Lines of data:

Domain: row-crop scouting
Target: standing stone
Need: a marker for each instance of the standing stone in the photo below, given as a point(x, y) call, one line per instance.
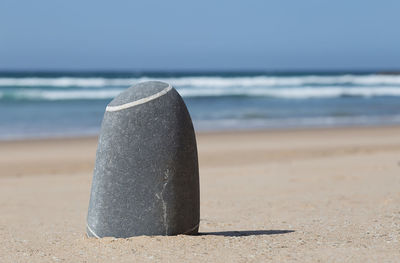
point(146, 179)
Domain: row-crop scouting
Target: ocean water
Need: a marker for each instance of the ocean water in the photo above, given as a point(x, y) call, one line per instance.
point(72, 104)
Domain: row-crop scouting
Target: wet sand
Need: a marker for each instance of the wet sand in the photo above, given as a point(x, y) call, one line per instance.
point(317, 195)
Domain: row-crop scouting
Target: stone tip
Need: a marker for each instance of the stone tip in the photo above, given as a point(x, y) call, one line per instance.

- _Brief_
Leave the pictures out and reproduce each record exactly as written.

- _The result_
Domain: row-crop scouting
Target: standing stone
Need: a marker for each instance of the standing stone in the photo below, given as a point(x, y) call, one line per instance.
point(146, 179)
Domain: row-crop scouting
Target: ocean water
Need: a marker for each instance of the ocean water in the photo above, given as a point(x, y) call, one line per instance.
point(72, 104)
Domain: row-crop scouting
Target: wet sand
Need: a marker for each instance of the wet sand in the photo above, given as a point(x, y) call, one line per instance.
point(317, 195)
Domain: row-crop scouting
Target: stone tip
Need: a marker for each instance of the stone tip in the photo above, given as a point(x, y) call, one line per instance.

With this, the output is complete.